- [Direction A]:
Copy the extracted rows word for word, beginning with the row containing "In this exercise you will mark the soft" and continuing through the row containing "(645, 1020)", with both of those rows included.

- [Excerpt to read]:
::::::::
Chidinma Ekile (born 2 May 1991), known professionally as Chidinma, is a Nigerian singer, songwriter, and actress. A native of Imo State, Chidinma was born in Ketu, Kosofe, Lagos State. In 2010, she gained prominence after winning the third season of Project Fame West Africa. Following the release of the music video for her "Emi Ni Baller" single, she became the first female musician to peak at number 1 on the MTV Base Official Naija Top 10 chart. In 2011, she released the Sound Sultan-assisted single "Jankoliko". Her eponymous debut album Chidinma was released through the music platform Spinlet; it was supported by the singles "Jankoliko", "Carry You Go", "Kedike" and "Run Dia Mouth". Chidinma won Best Female West African Act at the 2012 Kora Awards and performed "Kedike" at the ceremony. 

In May 2021, Chidinma revealed on Instagram that she made a transition to gospel music and is now engage in Christian ministry. She released her first gospel single, titled "Jehovah Overdo", that same month. On 20 August 2021, Chidinma released her debut extended play New Season. Inspired by the Holy Spirit, the EP was produced entirely by EeZee Tee and comprises seven tracks. Chidinma's second studio album Psalm 16 was released on 14 October 2022. It features collaborations with KS Bloom, Indira, and Buchi.

Career

1991–2010: Early life, educational pursuits, Project Fame, and public image
A native of Imo State, Chidinma Ekile was born on 2 May 1991, in Ketu, Kosofe, Lagos State. She is the sixth of seven children. Chidinma grew up with a disciplinarian father and began singing at the age of six. When she was 10 years old, she joined her church's choir. Chidinma attended primary and secondary school in Ketu before relocating to Ikorodu with her family. She worked as a business promoter in Lagos prior to auditioning for the third season of Project Fame West Africa. She wanted to study mass communication but ended up attaining a sociology degree from the University of Lagos. Chidinma initially declined her admission to the University of Lagos due to her advancement in Project Fame West Africa. In an interview with YNaija, she said she has always taken school seriously and that her decision to enroll at Unilag was inevitable. She also said music wasn't always on her agenda, but decided to give it a try after winning Project Fame. After dying her hair red and getting a mohawk, people started perceiving her as a good girl gone bad. In an interview posted on the Daily Independent website, she said she is still the same person and is evolving and growing as a musician.

Prior to auditioning for the third edition of Project Fame West Africa, Chidinma dreamt of being part of the reality television show. With the help and support from her close knit friend, she left her home in Ikorodu and went to Ultima Studios. She was among the eight thousand contestants that went that year to showcase their talents. Subsequently, Chidinma joined 17 other contestants in the Fame Academy round. For 10 weeks, she and the other contestants were coached by musical professionals: voice coaches, inspirational speakers, established musicians, and music business service providers. Moreover, contestants were taught choreography and several rehearsal drills. Chidinma was announced as the competition's winner on 26 September 2010. She won a number of prizes, including ₦2.5 million, a 2011 Toyota RAV4, and a production deal.
::::::::
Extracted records
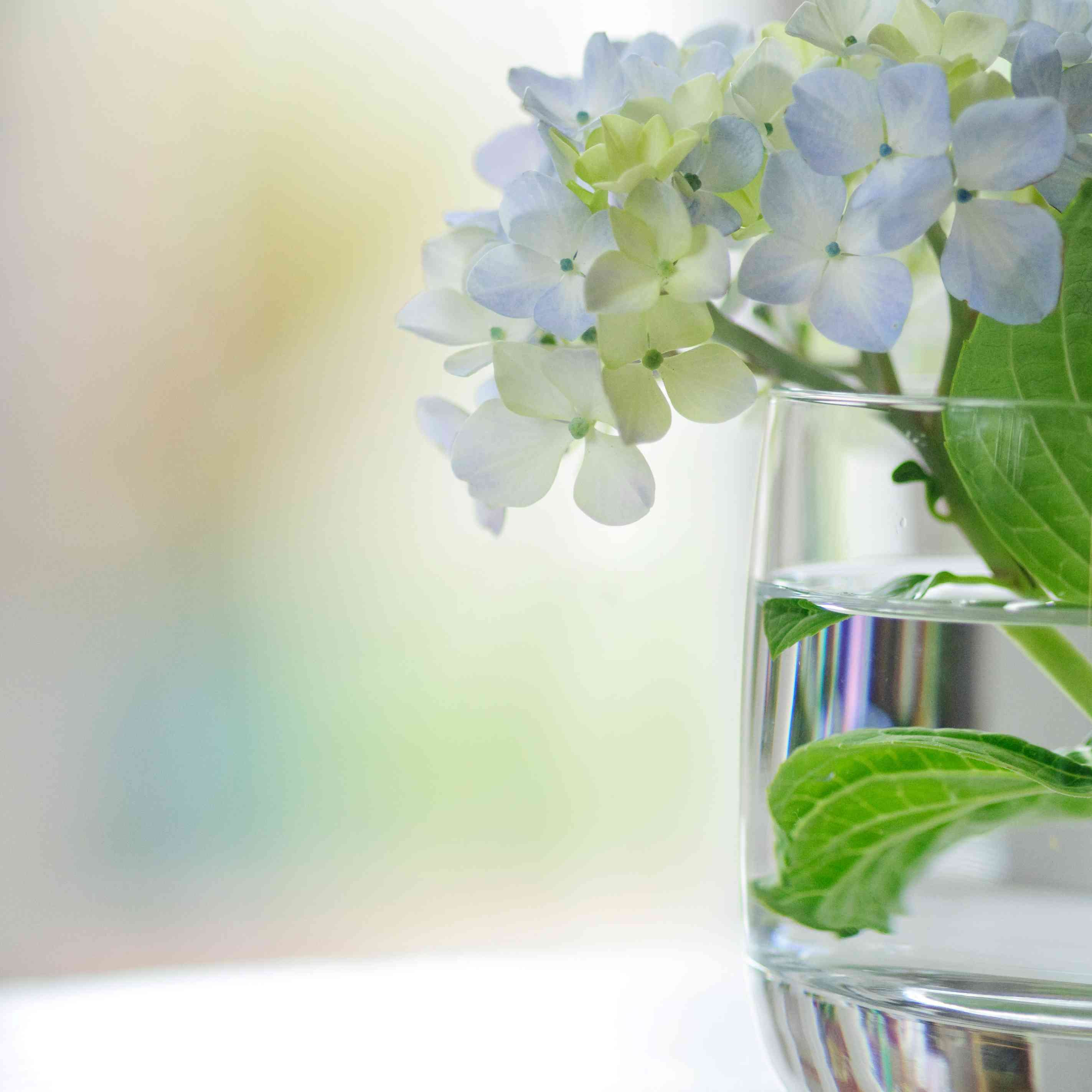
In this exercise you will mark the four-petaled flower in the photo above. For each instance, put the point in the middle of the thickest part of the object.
(509, 450)
(440, 421)
(572, 105)
(541, 273)
(651, 293)
(444, 313)
(1038, 70)
(818, 255)
(839, 26)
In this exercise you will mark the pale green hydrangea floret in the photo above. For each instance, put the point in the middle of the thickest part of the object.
(828, 147)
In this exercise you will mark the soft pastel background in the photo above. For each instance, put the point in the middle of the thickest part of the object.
(266, 688)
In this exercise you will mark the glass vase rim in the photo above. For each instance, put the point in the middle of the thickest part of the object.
(868, 400)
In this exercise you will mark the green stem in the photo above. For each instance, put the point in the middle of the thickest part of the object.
(1065, 664)
(963, 319)
(770, 358)
(878, 374)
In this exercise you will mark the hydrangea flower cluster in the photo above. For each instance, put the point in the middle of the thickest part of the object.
(802, 167)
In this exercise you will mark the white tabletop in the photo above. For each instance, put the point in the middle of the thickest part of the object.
(645, 1020)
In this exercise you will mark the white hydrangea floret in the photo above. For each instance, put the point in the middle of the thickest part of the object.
(651, 293)
(444, 313)
(540, 274)
(440, 421)
(818, 255)
(510, 449)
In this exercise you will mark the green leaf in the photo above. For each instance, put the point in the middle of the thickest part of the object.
(859, 816)
(910, 471)
(788, 622)
(1029, 471)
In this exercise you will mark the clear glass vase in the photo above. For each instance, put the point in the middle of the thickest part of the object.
(984, 982)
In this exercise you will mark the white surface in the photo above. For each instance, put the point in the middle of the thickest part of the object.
(620, 1021)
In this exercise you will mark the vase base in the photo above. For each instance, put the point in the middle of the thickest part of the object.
(884, 1031)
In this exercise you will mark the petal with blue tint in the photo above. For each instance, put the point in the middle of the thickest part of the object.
(447, 317)
(468, 361)
(616, 285)
(448, 258)
(779, 270)
(562, 312)
(1005, 260)
(1064, 185)
(1006, 145)
(798, 202)
(440, 421)
(915, 104)
(604, 83)
(1076, 96)
(508, 460)
(714, 58)
(734, 155)
(1037, 65)
(615, 484)
(509, 154)
(542, 213)
(863, 302)
(896, 205)
(510, 280)
(836, 120)
(706, 208)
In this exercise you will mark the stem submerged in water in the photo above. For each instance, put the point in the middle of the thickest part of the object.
(1065, 664)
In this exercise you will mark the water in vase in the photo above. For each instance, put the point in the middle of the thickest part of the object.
(985, 982)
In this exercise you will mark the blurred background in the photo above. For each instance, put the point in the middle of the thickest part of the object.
(267, 691)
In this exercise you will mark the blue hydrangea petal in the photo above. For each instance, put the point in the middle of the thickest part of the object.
(836, 120)
(1005, 260)
(863, 302)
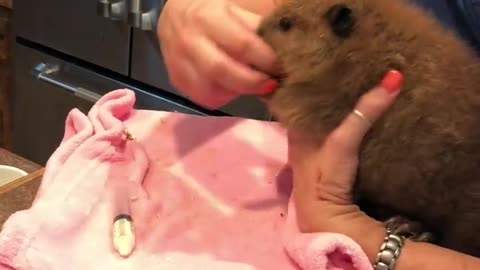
::::::::
- [Direction B]:
Name the singles that the Chidinma article says supported her eponymous debut album.

- [Written answer A]:
In this exercise you will mark the soft pastel background in the photo above. For each instance, put the point in the middle of the thickest part of the object.
(266, 688)
In this exercise you will mark the glass vase rim in the photo above. For each instance, put the point in the middle of the thickest part of the object.
(868, 400)
In this exercise you will mark the green stem in the photo above. For each instance, put the point in the middle of the thickest part of the object.
(1065, 664)
(963, 319)
(770, 358)
(878, 374)
In this exercise you will mark the hydrangea flower cluster in the photo above. For each instance, put the point in the middle of the thickest part of the object.
(802, 167)
In this exercise you will mark the white tabletop in the photo above. For each instance, put the point in the middle of the thickest part of the object.
(645, 1020)

- [Written answer B]:
"Jankoliko", "Carry You Go", "Kedike" and "Run Dia Mouth"